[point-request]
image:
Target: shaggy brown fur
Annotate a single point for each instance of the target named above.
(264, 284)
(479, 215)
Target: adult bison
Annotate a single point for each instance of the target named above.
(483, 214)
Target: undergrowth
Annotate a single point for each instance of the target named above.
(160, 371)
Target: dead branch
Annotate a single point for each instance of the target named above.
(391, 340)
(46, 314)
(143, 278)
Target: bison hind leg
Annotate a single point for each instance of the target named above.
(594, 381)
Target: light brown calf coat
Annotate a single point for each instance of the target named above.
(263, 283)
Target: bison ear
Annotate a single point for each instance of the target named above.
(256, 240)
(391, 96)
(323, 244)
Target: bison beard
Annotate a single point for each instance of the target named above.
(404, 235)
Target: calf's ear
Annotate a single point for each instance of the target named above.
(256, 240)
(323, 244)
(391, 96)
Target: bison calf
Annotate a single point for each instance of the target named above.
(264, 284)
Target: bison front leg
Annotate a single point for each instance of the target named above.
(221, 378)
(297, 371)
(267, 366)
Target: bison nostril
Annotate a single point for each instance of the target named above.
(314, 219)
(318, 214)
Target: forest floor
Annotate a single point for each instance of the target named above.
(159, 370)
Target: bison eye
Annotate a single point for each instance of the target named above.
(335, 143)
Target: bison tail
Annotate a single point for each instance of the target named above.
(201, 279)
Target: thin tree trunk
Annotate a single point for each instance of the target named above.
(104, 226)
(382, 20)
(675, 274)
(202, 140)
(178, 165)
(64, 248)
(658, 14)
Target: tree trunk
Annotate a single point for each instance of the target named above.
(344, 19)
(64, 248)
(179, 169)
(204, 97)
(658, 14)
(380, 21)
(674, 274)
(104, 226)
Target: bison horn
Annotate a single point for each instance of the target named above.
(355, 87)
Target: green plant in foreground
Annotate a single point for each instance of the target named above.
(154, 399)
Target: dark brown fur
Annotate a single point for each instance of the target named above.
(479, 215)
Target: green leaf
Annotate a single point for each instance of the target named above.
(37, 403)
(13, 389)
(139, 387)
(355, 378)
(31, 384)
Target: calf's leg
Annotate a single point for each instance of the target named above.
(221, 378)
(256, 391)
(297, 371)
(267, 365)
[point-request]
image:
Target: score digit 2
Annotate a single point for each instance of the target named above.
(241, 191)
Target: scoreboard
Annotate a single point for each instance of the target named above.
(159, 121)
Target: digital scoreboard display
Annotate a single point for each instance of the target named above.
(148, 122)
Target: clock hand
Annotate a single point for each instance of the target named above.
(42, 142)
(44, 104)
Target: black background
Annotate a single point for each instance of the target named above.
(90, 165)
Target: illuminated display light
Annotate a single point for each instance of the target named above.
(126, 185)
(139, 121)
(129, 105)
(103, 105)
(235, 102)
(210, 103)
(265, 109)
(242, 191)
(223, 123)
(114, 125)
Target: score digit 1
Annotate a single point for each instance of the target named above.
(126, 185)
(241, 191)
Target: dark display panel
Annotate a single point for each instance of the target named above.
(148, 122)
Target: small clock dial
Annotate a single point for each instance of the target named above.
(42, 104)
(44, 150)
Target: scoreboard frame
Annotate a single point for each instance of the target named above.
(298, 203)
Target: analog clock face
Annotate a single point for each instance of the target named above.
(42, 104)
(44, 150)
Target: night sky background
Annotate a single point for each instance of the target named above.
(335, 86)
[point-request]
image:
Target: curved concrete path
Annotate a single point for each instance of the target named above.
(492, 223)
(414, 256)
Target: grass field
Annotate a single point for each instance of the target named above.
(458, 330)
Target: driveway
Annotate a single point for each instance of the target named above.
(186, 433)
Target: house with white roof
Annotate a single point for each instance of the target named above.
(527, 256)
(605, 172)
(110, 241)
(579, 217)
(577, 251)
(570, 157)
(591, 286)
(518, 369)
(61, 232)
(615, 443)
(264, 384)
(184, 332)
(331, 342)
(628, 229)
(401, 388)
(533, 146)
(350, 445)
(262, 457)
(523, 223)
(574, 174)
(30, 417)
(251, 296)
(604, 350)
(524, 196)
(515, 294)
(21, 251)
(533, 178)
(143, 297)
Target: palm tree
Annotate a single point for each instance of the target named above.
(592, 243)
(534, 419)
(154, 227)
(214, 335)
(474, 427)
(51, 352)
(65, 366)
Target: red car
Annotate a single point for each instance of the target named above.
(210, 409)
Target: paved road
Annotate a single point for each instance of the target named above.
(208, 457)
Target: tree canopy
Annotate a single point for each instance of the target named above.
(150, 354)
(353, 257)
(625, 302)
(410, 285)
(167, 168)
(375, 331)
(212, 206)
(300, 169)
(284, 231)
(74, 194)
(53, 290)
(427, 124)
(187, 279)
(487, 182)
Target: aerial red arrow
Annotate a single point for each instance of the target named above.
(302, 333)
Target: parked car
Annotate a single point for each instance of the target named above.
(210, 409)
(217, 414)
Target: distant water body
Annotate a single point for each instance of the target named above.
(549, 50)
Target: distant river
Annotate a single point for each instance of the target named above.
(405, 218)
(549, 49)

=== THE TASK ===
Set down exactly the lines from the opening line of the material through the line in which "Target: bison beard" occurs, both included, and no other lines.

=== ANSWER SPACE ===
[point-request]
image:
Target: shaggy brown fur
Annotate a single point for each instance of the target named above.
(264, 284)
(479, 215)
Target: adult bison
Annotate a single point for each instance of the target named above.
(483, 214)
Target: undergrowth
Annotate a single point for each instance of the target named above.
(160, 371)
Target: dead branch
Annotate a single point for each instance of the target named above.
(391, 340)
(46, 314)
(143, 278)
Target: bison hind leg
Annotate a single point for each instance of the target named above.
(594, 381)
Target: light brown calf coat
Annotate a single point for each instance of the target named above.
(263, 283)
Target: bison ear
Annotate a single point for each instance of the target named above.
(256, 240)
(391, 96)
(323, 244)
Target: bison beard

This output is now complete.